▶ INSTRUCTIONS FOR THE TASK
Repeat the part of the passage about Winchester from "One of our most" up to and including "him on Twitter).", word for word.

======== PASSAGE SHOWN

A Historical Walk of Winchester

A Historical Walk of Winchester

One of our most anticipated stops during our stay in England was Winchester, a city with a great deal of history. There’s more than enough in the city to fill a full day. We decided to take a self-guided walking tour of the historical city using a pamphlet we picked up from the city’s information building. The walk is divided into three sections, starting with the heart of the ancient capital.

The first stop was, of course, a statue of King Alfred on the High Street. King Alfred seems to be regarded as the city’s founding father (they follow him on Twitter).


Nearby is the Mayor’s official residence, located right next to excavated remains of St. Mary’s Abbey. The gardens here are fantastic, as meticulously maintained as all the other public gardens we encountered in England.


Across the way we glimpsed St. John’s House, originally part of a medieval hospital. Like all the old buildings in England, these places bear a certain amount of charm, and it’s easy to stop and stare. Incidentally, St. John’s House has been turned into private residences, so you have to be careful not to stare too much.

From there, we crossed the river and passed by Wharf Mill, the site of a medieval mill. We opted not to go inside, since there was a great deal to see, and instead continued past the only remaining chunk of the city’s original roman wall, first built in the third century AD.


From there we continued to our first ruin of the day; Wolvesey Castle, home of the medieval bishop. The ruin here is extensive, especially when compared to places such as Donnington Castle or Guildford Castle, yet the place that it occupies in the city is much like a park. You can walk in at any time during the day, have a look around and it’s free. You could probably sit among the ruins and eat lunch every day if you wanted to, which blows my mind.

================
======== THE DATA

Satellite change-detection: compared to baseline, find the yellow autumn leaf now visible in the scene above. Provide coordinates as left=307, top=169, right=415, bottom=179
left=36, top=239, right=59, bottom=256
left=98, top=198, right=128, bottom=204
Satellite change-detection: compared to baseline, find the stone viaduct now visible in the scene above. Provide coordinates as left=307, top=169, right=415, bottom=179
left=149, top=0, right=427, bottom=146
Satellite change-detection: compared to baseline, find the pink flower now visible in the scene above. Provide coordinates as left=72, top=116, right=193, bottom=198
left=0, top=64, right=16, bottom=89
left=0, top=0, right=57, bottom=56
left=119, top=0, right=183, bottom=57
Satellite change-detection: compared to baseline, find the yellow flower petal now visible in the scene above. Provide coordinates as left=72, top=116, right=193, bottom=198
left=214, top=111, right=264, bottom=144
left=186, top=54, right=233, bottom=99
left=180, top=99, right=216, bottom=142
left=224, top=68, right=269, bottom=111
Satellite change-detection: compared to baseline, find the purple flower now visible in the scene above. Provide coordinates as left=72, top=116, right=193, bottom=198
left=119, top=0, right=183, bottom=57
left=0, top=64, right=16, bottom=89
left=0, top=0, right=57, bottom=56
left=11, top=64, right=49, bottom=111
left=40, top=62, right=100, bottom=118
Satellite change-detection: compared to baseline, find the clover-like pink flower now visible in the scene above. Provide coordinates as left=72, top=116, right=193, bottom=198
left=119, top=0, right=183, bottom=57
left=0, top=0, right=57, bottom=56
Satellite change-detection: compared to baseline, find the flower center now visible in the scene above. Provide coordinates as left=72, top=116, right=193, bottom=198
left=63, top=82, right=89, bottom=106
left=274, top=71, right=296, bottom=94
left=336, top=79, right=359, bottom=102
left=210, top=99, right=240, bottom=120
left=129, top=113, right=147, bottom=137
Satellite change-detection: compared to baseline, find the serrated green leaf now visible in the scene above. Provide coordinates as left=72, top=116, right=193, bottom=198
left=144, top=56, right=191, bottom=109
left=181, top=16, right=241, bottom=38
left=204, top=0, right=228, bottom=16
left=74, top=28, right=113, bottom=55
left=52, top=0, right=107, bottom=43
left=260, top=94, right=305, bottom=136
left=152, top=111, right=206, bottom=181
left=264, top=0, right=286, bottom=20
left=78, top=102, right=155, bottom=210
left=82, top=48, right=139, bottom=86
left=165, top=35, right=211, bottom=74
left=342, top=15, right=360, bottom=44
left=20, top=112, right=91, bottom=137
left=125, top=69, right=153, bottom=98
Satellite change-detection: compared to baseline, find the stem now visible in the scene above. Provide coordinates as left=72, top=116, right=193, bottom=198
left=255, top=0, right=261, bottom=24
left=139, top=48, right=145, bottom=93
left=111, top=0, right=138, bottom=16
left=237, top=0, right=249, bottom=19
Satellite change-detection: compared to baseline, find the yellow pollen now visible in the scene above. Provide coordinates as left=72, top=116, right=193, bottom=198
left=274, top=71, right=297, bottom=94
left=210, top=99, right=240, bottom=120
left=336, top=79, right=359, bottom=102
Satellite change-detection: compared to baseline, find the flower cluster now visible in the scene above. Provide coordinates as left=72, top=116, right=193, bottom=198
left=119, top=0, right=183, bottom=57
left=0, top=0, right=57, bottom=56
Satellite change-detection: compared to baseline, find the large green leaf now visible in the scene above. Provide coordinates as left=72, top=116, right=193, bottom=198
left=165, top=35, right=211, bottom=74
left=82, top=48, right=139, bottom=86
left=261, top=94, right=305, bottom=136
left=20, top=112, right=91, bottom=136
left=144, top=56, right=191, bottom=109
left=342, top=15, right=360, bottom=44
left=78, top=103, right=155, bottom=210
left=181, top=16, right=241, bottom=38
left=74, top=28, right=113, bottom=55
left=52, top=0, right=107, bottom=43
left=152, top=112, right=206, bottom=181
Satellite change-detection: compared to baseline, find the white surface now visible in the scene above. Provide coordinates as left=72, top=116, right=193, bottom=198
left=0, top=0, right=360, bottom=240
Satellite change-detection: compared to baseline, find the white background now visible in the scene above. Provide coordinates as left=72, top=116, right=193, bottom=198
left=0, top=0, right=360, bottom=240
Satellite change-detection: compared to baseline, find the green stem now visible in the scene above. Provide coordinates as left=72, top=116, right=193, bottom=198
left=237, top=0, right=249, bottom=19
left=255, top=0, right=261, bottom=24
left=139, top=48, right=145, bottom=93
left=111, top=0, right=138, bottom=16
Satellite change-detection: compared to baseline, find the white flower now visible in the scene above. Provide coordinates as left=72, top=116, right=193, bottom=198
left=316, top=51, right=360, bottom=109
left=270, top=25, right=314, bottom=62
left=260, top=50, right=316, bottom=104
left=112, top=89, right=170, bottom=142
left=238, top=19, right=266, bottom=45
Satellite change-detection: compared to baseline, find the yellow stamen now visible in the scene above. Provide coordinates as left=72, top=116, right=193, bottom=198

================

▶ FINAL ANSWER
One of our most anticipated stops during our stay in England was Winchester, a city with a great deal of history. There’s more than enough in the city to fill a full day. We decided to take a self-guided walking tour of the historical city using a pamphlet we picked up from the city’s information building. The walk is divided into three sections, starting with the heart of the ancient capital.

The first stop was, of course, a statue of King Alfred on the High Street. King Alfred seems to be regarded as the city’s founding father (they follow him on Twitter).